Exercise tasks:
**A.** Answer these from the post on quotients of rings:
(i) Which ring is A taken to be a subset of?
(ii) What set does the example choose as A?
(iii) According to the final sentence, what is induced on the quotient?
**B.** Reproduce the post on quotients of rings word for word from "Quotients of rings" up to and including "to ideals $A$.".

Quotients of rings not necessarily by ideals. Let $A \subset \Bbb{Z}$ be such that, there is a well-defined map $\pi: \Bbb{Z} \to \Bbb{Z}/A = \{ x + A : x \in \Bbb{Z}\}$ that's a homomorphism of rings.
Thus we're not strictly tied to ideals $A$.
For example, let $A = \pm$ the odd primes.  Then $x + A = y + A \iff x = y$ otherwise $x -y + A = A$ or there is a number $z$ such that $z + p$ is an odd prime for every $p\in A$. Such a number can easily be shown not to exist.  Thus a well-defined multiplication and addition on $\Bbb{Z}/A$ are induced.

Records provided:
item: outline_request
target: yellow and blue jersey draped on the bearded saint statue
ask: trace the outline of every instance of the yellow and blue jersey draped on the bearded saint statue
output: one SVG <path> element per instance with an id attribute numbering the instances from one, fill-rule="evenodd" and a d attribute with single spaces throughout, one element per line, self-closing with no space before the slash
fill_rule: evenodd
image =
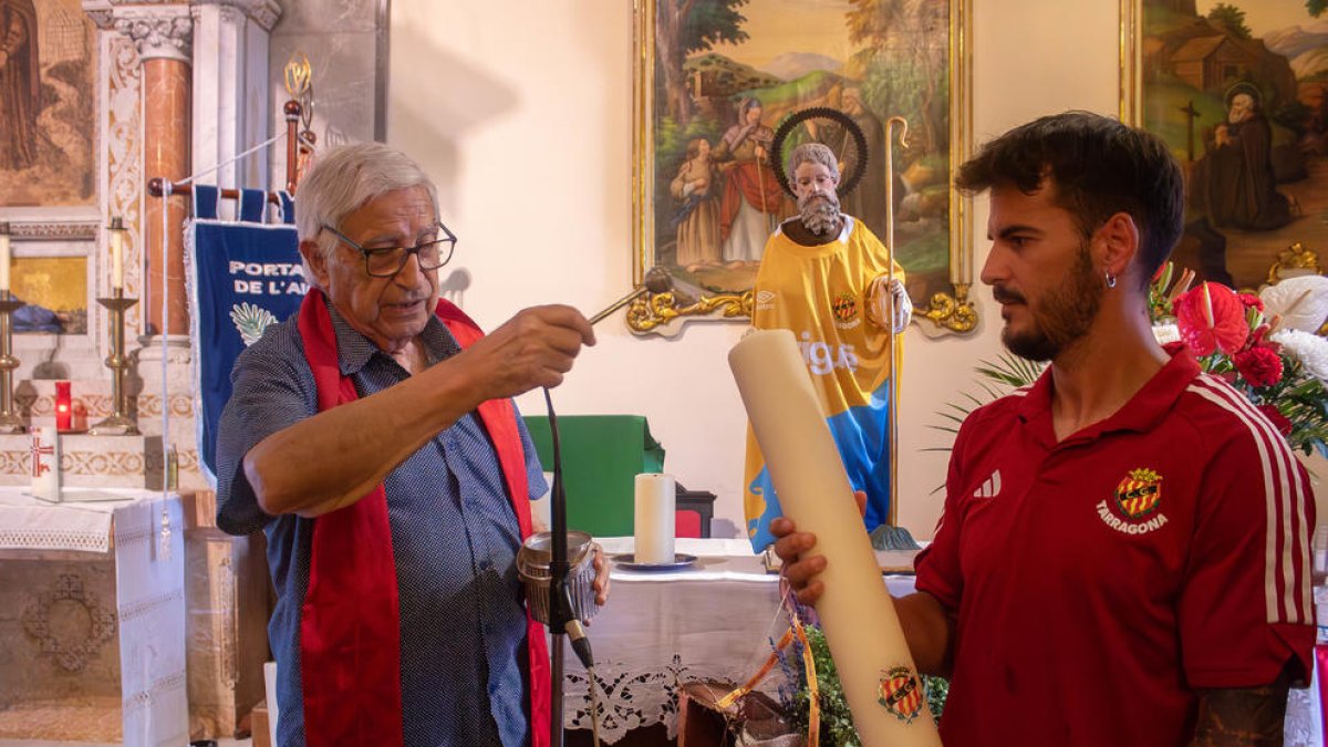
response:
<path id="1" fill-rule="evenodd" d="M 819 246 L 777 230 L 753 286 L 752 326 L 790 330 L 798 340 L 849 481 L 867 493 L 867 530 L 884 524 L 890 509 L 890 334 L 866 312 L 871 282 L 890 272 L 888 262 L 875 234 L 845 215 L 839 235 Z M 903 280 L 899 265 L 894 275 Z M 780 502 L 750 425 L 744 485 L 748 536 L 761 552 L 774 541 L 769 525 Z"/>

Task results:
**A.**
(i) The integers, $\Bbb{Z}$.
(ii) $\pm$ the odd primes.
(iii) A well-defined multiplication and addition on $\Bbb{Z}/A$.

**B.**
Quotients of rings not necessarily by ideals. Let $A \subset \Bbb{Z}$ be such that, there is a well-defined map $\pi: \Bbb{Z} \to \Bbb{Z}/A = \{ x + A : x \in \Bbb{Z}\}$ that's a homomorphism of rings.
Thus we're not strictly tied to ideals $A$.